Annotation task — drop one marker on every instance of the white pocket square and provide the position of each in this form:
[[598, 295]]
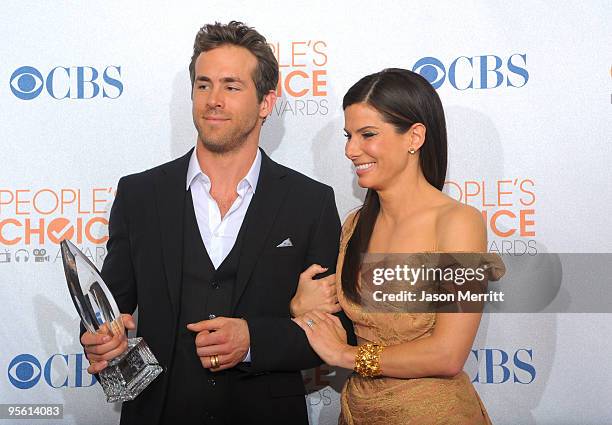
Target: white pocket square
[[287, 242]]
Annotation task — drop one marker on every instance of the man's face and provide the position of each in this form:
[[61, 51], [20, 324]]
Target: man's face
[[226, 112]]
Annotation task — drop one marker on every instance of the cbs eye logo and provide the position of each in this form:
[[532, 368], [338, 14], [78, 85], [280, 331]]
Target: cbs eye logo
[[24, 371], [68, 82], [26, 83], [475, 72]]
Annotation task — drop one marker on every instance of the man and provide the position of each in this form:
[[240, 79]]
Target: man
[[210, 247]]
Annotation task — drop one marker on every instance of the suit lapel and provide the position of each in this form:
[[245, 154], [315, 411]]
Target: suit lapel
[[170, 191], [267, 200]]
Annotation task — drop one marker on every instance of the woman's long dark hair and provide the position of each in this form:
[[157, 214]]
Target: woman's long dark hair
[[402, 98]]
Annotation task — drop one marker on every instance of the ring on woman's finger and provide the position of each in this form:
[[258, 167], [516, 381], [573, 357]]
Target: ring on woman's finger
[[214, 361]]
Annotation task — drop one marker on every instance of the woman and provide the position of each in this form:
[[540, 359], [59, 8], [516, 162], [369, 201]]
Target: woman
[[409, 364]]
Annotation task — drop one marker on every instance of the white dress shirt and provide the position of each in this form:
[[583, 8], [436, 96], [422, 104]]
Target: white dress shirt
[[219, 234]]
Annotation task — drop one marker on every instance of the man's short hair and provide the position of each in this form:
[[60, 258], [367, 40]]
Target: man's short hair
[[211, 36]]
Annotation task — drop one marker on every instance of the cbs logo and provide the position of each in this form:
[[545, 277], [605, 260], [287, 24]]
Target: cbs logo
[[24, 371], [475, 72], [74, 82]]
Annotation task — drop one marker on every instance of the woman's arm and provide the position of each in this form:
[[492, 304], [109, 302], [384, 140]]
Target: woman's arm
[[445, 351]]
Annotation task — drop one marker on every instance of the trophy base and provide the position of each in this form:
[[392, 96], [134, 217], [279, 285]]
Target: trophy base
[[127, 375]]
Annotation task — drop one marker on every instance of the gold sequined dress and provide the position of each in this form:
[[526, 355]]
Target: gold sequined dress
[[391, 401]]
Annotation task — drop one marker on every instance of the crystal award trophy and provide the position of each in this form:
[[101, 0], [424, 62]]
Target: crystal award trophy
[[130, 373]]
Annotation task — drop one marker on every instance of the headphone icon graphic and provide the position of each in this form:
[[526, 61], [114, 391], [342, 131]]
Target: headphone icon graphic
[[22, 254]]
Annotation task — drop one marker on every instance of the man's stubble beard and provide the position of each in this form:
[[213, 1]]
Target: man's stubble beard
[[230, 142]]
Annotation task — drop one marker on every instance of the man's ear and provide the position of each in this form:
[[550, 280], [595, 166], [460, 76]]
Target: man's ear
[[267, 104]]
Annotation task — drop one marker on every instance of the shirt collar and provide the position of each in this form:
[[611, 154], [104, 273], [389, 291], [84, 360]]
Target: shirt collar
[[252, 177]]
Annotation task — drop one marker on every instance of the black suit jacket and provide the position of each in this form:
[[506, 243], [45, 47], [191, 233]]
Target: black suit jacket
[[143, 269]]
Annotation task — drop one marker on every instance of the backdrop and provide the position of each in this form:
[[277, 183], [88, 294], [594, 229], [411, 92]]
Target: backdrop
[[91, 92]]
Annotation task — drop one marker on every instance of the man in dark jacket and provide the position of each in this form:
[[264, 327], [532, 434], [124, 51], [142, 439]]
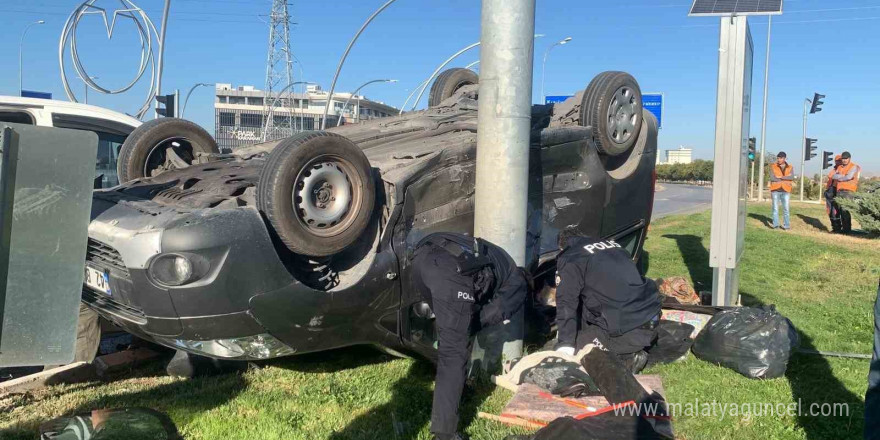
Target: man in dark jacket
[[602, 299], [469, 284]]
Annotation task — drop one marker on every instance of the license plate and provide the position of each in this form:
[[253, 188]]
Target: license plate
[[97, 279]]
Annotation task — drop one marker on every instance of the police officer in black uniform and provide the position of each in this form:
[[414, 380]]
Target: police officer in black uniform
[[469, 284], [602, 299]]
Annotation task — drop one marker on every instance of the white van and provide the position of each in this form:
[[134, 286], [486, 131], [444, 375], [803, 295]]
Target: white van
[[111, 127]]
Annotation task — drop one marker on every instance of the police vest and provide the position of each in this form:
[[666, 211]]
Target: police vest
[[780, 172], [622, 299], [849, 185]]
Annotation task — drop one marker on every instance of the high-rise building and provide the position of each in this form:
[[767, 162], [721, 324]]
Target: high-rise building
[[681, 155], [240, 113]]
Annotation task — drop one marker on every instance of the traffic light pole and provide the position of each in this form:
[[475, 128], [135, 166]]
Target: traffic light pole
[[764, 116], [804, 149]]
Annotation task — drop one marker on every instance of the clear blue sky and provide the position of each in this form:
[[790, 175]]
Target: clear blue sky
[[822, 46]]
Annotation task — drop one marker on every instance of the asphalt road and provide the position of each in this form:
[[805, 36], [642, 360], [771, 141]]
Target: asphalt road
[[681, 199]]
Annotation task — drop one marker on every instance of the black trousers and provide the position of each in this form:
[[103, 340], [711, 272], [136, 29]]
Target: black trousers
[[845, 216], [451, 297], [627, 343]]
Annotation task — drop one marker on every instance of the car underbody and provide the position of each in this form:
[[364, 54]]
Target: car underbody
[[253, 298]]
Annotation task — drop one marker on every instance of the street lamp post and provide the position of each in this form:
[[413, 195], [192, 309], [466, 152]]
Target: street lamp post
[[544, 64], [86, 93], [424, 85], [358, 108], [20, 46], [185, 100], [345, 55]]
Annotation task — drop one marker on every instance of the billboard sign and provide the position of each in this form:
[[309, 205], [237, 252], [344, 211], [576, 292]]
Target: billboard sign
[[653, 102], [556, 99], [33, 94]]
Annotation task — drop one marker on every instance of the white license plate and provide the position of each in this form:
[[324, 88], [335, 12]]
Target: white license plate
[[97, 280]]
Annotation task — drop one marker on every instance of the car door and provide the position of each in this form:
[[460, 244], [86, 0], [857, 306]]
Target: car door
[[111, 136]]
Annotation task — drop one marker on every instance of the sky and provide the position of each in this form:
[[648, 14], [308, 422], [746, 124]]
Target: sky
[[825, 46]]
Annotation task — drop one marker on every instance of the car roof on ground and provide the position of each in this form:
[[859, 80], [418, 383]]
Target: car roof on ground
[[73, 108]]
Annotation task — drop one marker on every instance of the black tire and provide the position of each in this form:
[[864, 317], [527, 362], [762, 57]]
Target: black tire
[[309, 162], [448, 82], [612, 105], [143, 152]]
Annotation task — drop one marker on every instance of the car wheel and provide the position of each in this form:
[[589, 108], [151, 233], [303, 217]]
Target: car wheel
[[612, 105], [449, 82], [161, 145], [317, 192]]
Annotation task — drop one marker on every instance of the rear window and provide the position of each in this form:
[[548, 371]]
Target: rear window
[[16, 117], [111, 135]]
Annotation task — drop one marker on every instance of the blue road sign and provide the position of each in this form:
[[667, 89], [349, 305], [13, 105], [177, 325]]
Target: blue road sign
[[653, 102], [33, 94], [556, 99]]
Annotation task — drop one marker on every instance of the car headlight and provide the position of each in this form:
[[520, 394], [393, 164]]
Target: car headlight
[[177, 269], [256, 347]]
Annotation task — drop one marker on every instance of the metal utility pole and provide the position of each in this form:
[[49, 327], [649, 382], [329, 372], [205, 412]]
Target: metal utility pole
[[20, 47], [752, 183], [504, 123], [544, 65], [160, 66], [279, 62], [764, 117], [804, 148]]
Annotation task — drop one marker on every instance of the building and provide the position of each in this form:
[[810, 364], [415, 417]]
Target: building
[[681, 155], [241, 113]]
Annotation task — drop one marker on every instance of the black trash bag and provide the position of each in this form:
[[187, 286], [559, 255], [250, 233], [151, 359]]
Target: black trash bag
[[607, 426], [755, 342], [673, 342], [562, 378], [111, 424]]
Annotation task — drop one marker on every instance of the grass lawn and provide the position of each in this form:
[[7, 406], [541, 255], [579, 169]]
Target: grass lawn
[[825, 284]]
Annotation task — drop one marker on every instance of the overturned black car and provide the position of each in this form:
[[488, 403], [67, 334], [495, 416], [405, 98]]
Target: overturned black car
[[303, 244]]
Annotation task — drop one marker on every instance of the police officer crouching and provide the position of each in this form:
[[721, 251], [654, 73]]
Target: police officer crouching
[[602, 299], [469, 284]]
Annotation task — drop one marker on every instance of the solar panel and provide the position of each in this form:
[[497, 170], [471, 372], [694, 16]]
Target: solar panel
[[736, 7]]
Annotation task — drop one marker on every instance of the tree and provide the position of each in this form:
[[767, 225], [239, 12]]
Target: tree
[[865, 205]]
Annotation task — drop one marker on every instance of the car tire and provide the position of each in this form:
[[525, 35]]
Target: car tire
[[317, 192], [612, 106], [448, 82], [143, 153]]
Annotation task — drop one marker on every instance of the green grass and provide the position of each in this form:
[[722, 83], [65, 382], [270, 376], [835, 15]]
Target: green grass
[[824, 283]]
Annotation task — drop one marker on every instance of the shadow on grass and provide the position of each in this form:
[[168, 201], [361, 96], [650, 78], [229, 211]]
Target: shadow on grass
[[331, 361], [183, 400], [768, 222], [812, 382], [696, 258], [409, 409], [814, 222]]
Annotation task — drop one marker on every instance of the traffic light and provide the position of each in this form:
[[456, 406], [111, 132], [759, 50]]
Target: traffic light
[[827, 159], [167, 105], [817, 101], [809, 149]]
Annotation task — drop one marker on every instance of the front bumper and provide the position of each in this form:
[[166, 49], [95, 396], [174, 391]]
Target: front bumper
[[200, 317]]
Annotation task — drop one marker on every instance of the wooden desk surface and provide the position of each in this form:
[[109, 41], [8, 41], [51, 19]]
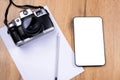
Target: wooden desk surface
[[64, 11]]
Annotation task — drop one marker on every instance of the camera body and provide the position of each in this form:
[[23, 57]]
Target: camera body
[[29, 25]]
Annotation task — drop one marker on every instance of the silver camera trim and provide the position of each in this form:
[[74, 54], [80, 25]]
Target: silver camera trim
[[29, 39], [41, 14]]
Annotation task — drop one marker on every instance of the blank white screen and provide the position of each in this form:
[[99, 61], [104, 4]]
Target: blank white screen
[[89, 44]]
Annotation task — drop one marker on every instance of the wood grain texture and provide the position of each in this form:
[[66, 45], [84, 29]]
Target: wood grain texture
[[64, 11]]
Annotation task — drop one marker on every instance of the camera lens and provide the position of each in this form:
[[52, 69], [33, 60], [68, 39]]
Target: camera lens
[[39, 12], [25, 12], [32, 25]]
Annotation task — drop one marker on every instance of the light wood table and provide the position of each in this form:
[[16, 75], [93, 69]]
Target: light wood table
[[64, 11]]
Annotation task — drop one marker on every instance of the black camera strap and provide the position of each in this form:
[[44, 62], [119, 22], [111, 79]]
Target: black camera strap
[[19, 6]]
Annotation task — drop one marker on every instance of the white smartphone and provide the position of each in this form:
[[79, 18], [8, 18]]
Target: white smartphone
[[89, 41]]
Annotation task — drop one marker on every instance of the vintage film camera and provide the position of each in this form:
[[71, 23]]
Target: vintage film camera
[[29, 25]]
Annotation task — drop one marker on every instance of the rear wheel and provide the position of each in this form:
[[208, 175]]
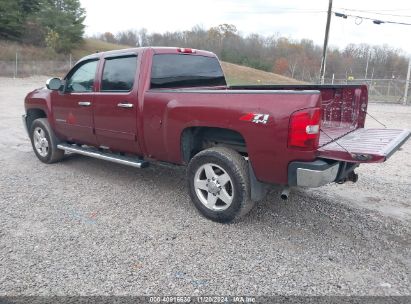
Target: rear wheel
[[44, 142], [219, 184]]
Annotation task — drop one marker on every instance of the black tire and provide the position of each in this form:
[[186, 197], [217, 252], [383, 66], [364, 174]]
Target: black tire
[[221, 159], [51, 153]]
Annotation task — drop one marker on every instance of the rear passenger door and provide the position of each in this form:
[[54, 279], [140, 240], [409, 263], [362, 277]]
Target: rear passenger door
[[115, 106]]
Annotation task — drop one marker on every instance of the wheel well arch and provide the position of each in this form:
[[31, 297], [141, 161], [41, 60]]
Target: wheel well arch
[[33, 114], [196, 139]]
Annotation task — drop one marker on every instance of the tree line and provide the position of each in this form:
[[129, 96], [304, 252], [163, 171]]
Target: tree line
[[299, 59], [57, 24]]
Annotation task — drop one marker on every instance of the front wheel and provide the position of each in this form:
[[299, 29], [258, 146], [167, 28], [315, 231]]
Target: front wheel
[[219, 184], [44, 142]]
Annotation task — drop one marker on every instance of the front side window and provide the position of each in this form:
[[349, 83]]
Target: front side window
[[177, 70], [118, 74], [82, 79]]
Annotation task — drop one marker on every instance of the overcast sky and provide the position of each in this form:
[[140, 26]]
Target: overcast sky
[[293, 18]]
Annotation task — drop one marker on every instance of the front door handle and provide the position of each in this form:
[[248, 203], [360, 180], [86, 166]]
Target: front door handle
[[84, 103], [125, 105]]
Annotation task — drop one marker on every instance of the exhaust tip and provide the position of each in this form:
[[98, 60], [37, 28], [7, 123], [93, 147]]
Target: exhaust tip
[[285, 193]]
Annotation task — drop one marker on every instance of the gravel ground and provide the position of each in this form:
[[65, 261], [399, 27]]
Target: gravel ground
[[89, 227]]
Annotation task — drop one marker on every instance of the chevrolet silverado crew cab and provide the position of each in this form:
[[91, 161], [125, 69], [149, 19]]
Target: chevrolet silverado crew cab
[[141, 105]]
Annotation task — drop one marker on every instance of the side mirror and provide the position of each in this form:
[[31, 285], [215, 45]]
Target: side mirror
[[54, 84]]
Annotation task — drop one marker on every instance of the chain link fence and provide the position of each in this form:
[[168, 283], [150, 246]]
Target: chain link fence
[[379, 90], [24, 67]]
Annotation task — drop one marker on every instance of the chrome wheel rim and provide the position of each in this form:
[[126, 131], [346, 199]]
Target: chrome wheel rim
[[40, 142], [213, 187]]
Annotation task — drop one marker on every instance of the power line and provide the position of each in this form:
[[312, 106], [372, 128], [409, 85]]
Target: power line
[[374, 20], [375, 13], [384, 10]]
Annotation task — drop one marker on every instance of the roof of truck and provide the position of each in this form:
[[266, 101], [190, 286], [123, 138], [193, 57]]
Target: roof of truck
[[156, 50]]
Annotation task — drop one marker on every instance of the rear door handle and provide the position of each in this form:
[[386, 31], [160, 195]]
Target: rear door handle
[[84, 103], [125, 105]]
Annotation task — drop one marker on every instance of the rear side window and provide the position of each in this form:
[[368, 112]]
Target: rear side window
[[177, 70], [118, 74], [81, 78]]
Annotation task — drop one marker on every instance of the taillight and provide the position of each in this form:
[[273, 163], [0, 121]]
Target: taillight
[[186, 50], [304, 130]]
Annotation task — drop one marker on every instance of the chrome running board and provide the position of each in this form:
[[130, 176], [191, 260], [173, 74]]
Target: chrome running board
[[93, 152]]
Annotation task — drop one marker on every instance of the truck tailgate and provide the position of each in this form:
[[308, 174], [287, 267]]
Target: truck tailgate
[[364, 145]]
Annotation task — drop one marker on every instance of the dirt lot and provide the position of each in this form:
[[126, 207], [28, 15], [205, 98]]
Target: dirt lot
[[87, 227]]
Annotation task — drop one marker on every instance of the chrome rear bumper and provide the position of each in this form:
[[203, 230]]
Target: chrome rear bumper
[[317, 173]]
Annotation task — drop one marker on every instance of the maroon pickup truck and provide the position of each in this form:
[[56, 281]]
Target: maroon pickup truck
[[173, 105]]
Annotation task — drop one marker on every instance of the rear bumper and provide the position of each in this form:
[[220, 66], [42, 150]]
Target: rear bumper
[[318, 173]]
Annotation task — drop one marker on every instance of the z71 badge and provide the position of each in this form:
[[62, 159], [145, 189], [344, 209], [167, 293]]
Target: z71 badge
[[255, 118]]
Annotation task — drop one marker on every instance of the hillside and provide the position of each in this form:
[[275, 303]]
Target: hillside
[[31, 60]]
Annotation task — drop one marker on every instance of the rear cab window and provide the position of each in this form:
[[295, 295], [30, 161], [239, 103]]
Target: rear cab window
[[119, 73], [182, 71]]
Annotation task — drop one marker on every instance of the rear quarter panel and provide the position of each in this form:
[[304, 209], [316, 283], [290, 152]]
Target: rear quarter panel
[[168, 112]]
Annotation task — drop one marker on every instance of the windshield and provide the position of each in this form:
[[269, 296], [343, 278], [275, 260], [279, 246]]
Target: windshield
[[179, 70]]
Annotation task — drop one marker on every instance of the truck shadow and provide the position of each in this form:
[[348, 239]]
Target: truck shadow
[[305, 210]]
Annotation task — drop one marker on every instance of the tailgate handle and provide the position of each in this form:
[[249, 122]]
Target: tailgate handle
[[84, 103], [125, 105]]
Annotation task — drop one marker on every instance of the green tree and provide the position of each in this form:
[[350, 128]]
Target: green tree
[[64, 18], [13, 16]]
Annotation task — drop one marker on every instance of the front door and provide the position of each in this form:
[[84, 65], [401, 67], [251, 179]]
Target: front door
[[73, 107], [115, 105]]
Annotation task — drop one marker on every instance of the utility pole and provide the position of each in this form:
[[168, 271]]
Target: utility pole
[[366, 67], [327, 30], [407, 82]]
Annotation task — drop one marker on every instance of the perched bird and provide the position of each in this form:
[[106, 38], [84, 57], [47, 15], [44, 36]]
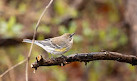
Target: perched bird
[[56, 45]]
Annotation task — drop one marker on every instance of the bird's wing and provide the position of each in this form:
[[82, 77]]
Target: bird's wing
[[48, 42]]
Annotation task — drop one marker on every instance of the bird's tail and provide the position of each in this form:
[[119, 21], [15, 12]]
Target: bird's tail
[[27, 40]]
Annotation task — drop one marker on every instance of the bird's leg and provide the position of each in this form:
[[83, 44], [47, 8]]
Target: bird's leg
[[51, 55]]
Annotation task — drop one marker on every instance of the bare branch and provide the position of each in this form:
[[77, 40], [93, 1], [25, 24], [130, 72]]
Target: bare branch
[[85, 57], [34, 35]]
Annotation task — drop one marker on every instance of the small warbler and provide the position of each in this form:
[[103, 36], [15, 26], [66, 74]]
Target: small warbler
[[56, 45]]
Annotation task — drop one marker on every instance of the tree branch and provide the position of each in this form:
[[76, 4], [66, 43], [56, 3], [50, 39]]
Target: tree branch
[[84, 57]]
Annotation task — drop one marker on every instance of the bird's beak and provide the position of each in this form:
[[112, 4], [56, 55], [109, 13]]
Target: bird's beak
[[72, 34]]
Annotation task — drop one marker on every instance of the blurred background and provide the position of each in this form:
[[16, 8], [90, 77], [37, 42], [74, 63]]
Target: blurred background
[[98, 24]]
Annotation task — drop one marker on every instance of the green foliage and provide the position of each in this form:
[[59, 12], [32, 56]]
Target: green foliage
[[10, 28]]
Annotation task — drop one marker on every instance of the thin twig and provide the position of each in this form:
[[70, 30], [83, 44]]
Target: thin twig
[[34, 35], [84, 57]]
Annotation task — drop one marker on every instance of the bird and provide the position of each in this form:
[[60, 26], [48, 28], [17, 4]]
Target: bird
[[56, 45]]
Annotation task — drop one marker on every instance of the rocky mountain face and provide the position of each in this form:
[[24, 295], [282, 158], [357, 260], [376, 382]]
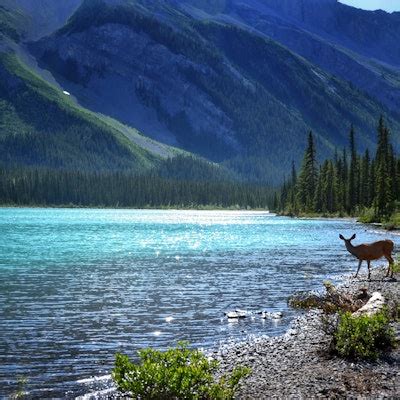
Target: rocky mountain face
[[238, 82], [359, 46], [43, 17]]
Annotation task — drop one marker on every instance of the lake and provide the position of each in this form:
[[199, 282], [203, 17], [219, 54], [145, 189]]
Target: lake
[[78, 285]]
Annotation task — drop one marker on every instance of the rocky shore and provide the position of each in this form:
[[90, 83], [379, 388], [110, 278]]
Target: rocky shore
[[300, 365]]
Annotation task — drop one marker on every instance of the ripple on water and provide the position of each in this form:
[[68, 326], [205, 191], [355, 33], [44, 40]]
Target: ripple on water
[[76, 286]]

================

> [What the task asks]: All lines from the one containing "the tree branch" through the end of the entries, both ends included, should be written out exactly, with no pictures.

> [Solution to this exercise]:
Annotation task — drop one marker on every instance of the tree branch and provide the position of each in this form:
[[76, 4], [66, 43], [56, 3], [50, 39]]
Target: tree branch
[[84, 57]]
Annotation task — drop one marker on every instance of the bird's beak and provide the position of each in this form:
[[112, 4], [56, 55], [109, 13]]
Target: bird's beak
[[72, 34]]
Annotation task — drop one marker on every instance of the blurred background and provide the position of each in this form:
[[16, 8], [90, 77], [37, 42], [74, 63]]
Target: blurred background
[[98, 24]]
Annotation task — drop one marker on every instance of the green foliage and provide the position of each in this form:
[[59, 12], [32, 56]]
Target: green foliage
[[10, 28]]
Annotation task — drop one marker on every instance of the thin twig and provide the position of each in this form:
[[70, 30], [83, 44]]
Target: thin twig
[[34, 35], [84, 57]]
Annotation task — drop one marker on every instance of the bird and provide the position of each in this form:
[[60, 26], [48, 28], [17, 4]]
Target: bird
[[56, 45]]
Annotation task — drop one marker on every instance of the rocky mountain face and provide the position of each in this form:
[[24, 295], [282, 158], [357, 260], [376, 382]]
Target: rocky mountain face
[[238, 82], [359, 46], [43, 17]]
Annotation task — drop one marker on every instance of the lake and provide the position of each in this form:
[[199, 282], [203, 17], [219, 54], [145, 189]]
Target: lake
[[78, 285]]
Annotation task — drop one marker on every instance of the rocky shore and provide the position of each in this form:
[[90, 83], [379, 388], [110, 278]]
Target: rocky shore
[[300, 365]]
Annotation task — drop one marker on every instance of the ripple on water and provide the position of each in this form:
[[68, 326], [205, 191], [355, 33], [44, 40]]
Target: ripple on water
[[76, 286]]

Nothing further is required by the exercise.